### YOUR OBJECTIVE
Locate each line in the records below that contains the string "handrail", and copy every such line. The match is case-sensitive.

******

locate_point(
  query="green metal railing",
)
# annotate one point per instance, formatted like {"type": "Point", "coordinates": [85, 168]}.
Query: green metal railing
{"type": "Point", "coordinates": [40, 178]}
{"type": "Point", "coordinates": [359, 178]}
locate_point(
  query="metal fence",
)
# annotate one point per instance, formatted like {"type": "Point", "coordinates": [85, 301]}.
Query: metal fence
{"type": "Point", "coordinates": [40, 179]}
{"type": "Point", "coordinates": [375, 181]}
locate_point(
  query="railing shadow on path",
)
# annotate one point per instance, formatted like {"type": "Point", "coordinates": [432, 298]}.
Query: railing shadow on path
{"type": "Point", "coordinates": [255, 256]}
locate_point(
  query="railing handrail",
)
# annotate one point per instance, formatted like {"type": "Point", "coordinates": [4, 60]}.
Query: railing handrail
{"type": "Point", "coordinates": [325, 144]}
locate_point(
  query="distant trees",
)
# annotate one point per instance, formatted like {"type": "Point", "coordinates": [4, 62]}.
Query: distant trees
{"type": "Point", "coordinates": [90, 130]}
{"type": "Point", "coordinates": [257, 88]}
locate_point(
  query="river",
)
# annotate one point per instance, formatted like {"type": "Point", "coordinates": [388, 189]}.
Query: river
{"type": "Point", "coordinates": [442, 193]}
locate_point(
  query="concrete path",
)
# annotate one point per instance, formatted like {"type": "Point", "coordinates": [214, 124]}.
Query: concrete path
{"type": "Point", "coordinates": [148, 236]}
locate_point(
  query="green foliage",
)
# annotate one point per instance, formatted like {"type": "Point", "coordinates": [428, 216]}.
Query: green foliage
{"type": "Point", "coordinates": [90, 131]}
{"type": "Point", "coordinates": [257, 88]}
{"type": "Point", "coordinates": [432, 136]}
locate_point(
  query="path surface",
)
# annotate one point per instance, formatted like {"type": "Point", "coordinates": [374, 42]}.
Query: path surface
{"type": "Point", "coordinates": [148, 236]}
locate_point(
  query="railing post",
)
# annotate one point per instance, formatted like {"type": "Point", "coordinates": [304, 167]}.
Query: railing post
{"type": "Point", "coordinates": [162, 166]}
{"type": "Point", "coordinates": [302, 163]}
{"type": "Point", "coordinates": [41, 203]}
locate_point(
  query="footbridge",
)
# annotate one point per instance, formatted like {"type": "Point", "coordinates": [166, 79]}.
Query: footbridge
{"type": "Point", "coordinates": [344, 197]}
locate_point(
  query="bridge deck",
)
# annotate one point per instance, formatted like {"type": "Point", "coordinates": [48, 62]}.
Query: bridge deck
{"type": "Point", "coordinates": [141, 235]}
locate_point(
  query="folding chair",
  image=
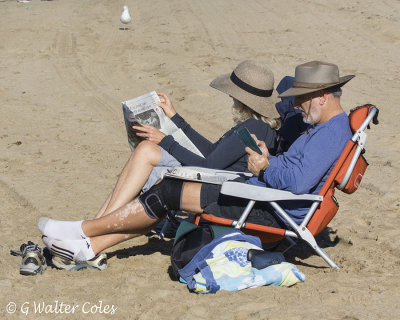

******

### EXERCISE RESULT
  query="railing handrail",
Query: railing handrail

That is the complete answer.